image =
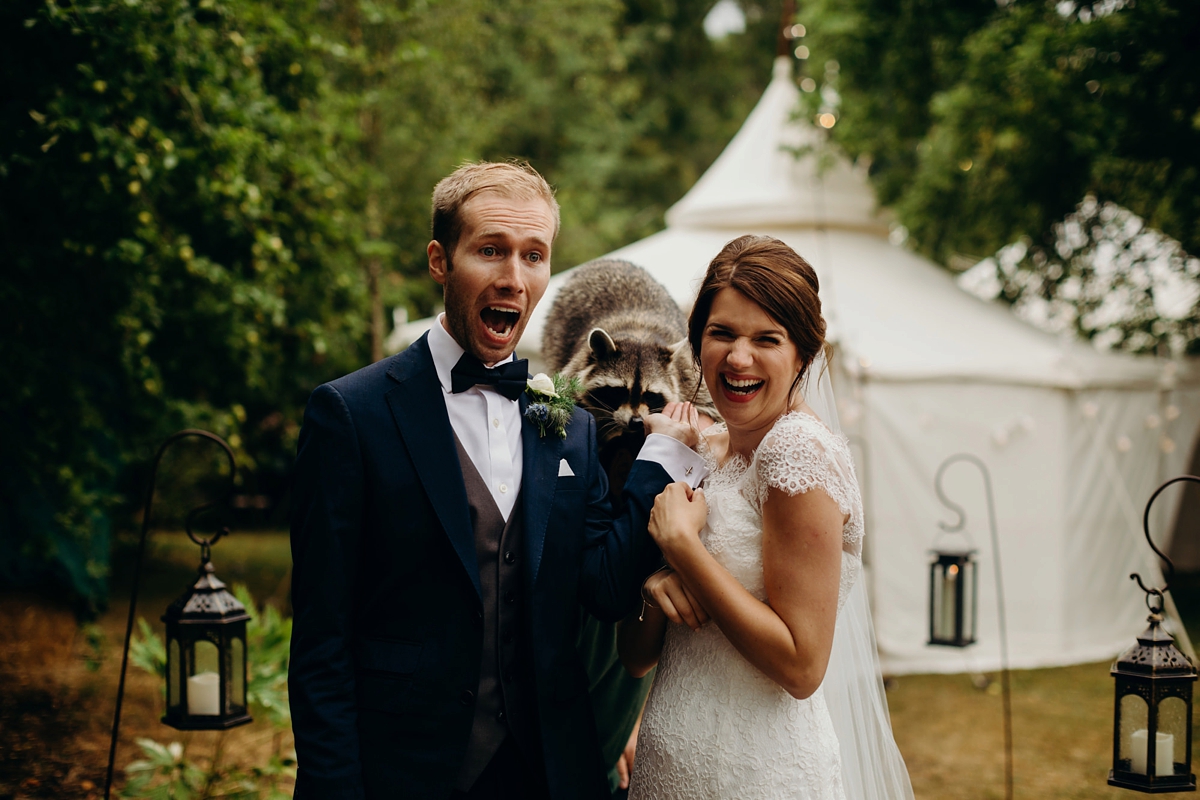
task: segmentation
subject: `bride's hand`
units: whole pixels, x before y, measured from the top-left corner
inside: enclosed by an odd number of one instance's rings
[[[676,625],[686,625],[694,631],[708,621],[708,612],[683,585],[674,570],[660,570],[642,584],[642,599],[662,609]]]
[[[704,491],[694,492],[686,483],[677,481],[668,483],[654,498],[648,528],[654,543],[670,563],[677,548],[700,545],[698,534],[706,519],[708,504],[704,503]]]
[[[700,414],[691,403],[667,403],[659,414],[646,417],[647,433],[665,433],[695,449],[700,443]]]

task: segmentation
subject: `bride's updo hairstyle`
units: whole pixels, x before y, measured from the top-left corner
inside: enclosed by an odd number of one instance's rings
[[[796,345],[804,363],[792,384],[796,391],[812,360],[826,348],[820,288],[812,265],[784,242],[774,236],[738,236],[708,265],[688,318],[688,342],[696,362],[713,300],[721,289],[737,289],[779,323]]]

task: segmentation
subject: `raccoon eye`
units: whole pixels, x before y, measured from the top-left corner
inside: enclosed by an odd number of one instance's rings
[[[588,392],[592,405],[614,411],[629,402],[629,390],[623,386],[600,386]]]

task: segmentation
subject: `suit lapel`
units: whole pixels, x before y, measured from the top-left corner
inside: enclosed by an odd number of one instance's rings
[[[442,397],[442,385],[425,337],[409,348],[388,374],[397,381],[386,395],[392,419],[400,428],[400,435],[408,447],[438,522],[470,576],[475,594],[482,600],[467,488],[462,480],[454,429]]]
[[[524,506],[526,548],[529,553],[529,585],[536,585],[541,552],[546,545],[546,528],[550,509],[554,504],[554,487],[558,485],[558,462],[562,458],[563,440],[556,435],[542,438],[538,426],[526,419],[528,401],[521,396],[521,498]]]

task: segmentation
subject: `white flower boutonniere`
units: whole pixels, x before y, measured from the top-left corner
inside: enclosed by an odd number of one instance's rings
[[[575,410],[575,398],[583,390],[578,378],[551,378],[539,372],[529,379],[526,386],[526,419],[538,426],[538,434],[545,439],[547,431],[553,431],[559,439],[566,438],[566,423]]]

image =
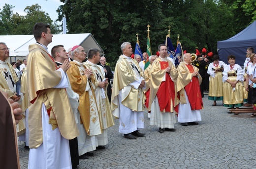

| Stated problem |
Please identify each line in the material above that contains the word "subject" and copy those lines. Case counts.

| Exercise solution |
subject: `bride's hand`
subject: `bride's updo hairstyle`
subject: `raccoon eye`
subject: `suit lapel`
subject: `white flower boutonniere`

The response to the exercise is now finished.